• ACTION ITEM:
The court judgment excerpt below names the tests that lower division clerks in the Registration Department must pass before they can be promoted to upper division clerk by seniority. List all of these tests.

• TEXT BLOCK:
┄┄┄┄┄┄┄┄┄┄

2. This petition was filed on 15th March, 1972 and the order sought to be quashed, Ext. P2, is dated 13th January, 1972. During the pendency of this writ application an order Ext. P 6 was passed on the 11th January, 1974 extending the period granted by Ext. P 2 order to members of the Scheduled Castes and Scheduled Tribes to pass the tests for promotion from the category of lower division clerks to that of upper division clerks from 13th January, 1974 'to cover a period during which two tests are held by the Public Service Commission and the results thereof published.' By an affidavit dated 27th January, 1974 Ext. P 6 order as well as the orders mentioned in paragraph 4 of that affidavit and Ext. P 7 order dated 31st October, 1972 making further promotions are also sought to be set aside.
3. The petitioner is a lower division clerk working in the Registration Department of the State. For becoming eligible to be promoted as upper division clerks on the basis of seniority, the lower division clerks in the department will have to pass (1) Account Test (Lower), (2) Kerala Registration Test and (3) Test in the Manual of Office Procedure. The petitioner had passed all the tests by 2nd November, 1971. In view of certain concessions that were given to the members of the Scheduled Castes and Scheduled Tribes, they Were able to obtain promotions earlier than the petitioner though they had not passed the tests referred to. The Government appears to have given concession after concession to the Scheduled Castes and Scheduled Tribes. These are detailed in paragraph 8 of the affidavit in support of the petition and may usefully be extracted:
8. As mentioned earlier, members of the Scheduled Castes and Tribes had already been enjoying exemption from some of the tests for a long time past. Thus, even before the formation of Kerala State, the T. C. Government had issued orders on 14th June, 1956 directing that the standard of qualification should be lower for the members of Scheduled Castes and Tribes, than compared to others, in the matter of examinations relating to the various tests By G.O. dated 27th June, 1958, it was further directed that the period of exemption from passing tests be extended by 2 years, in the case of such members. Again, as per G.O. dated 2nd January, 1961, the period of exemption to Scheduled Castes/Tribes was further extended to 3 years. By G.O. dated 14th January, 1963, a unified Account Test (Lower) and Test in Office Procedure were introduced, replacing the old tests; and as this was treated a new test, all persons who were formerly in T.C. or Madras service got two years' time to pass the test; and members of the Scheduled Castes/Tribes got extra time, as per the orders earlier mentioned. True copy of the G.O. dated 14th January, 1963, is produced herewith and marked as Exhibit P3. Before this time expired, a circular was issued on 9th February, 1968 granting seven years time (from 14th January, 1963) to members of the Scheduled Castes and Tribes to pass the unified tests. This period was due to expire on Nth January, 1970; but on 13th January, 1970, G.O. MS. 12/70/PD. was issued extending the time for another year, i.e., upto 14th January, 1971. Again, on 11th January, 1971, another G.O. was issued extending the period by still another year. True copy of this G.O. is produced herewith and marked as Exhibit P4. The present rule (Exhibit P1) and the notification (Exhibit P2) now grant time for yet another 2 years.

┄┄┄┄┄┄┄┄┄┄

• DATASET CONTENT:
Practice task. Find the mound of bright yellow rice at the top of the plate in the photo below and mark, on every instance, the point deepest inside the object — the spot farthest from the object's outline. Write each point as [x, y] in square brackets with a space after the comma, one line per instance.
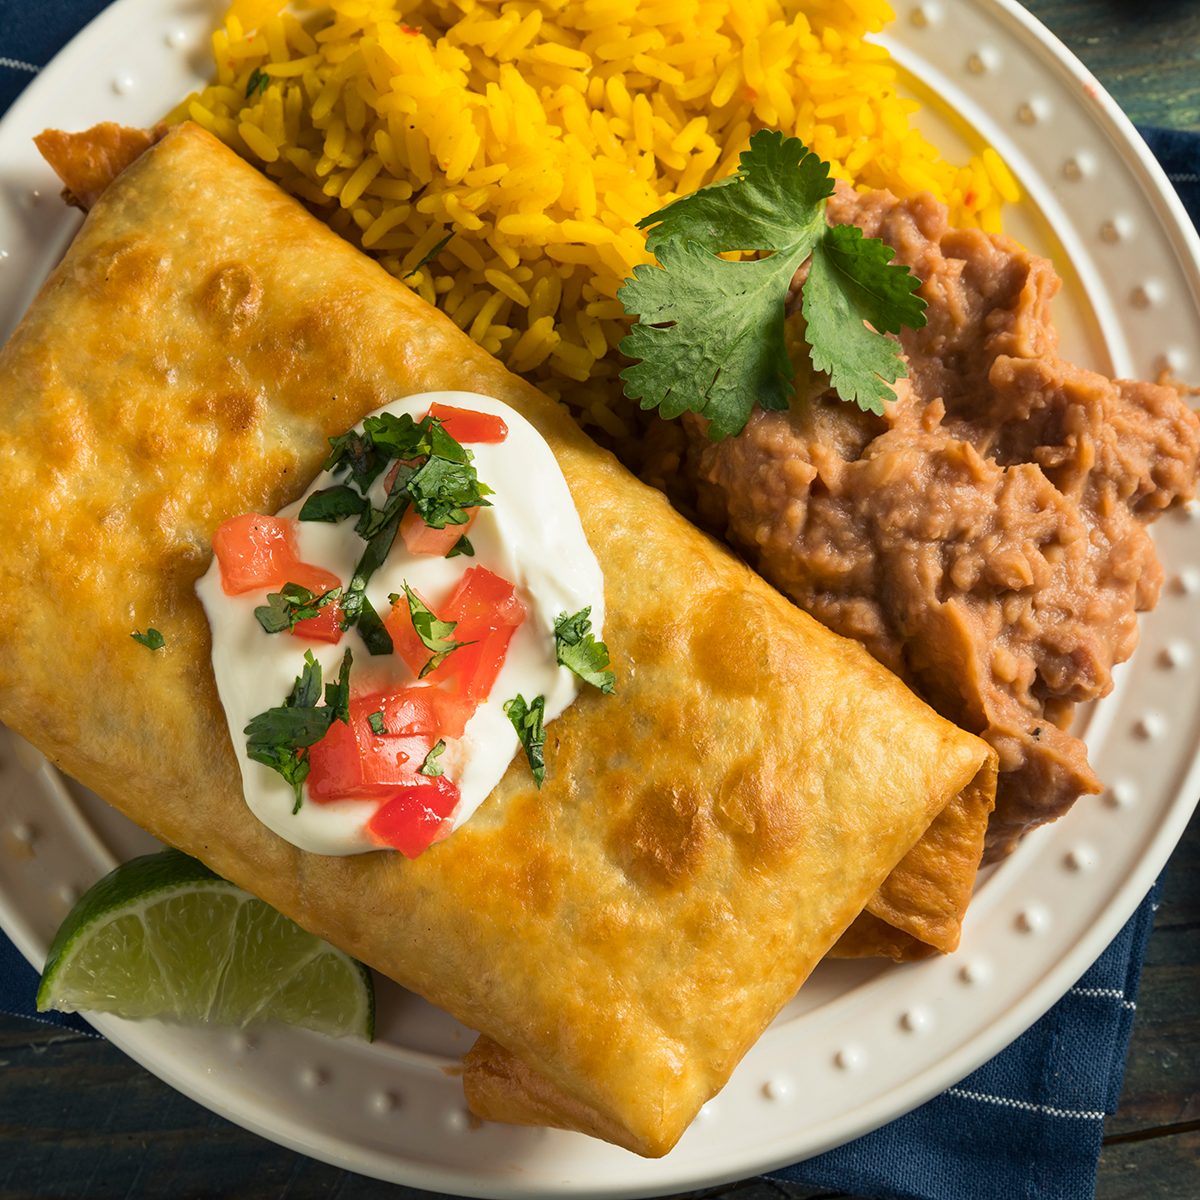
[537, 135]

┄┄┄┄┄┄┄┄┄┄

• RESULT FOR THIS TASK:
1. Account Test (Lower)
2. Kerala Registration Test
3. Test in the Manual of Office Procedure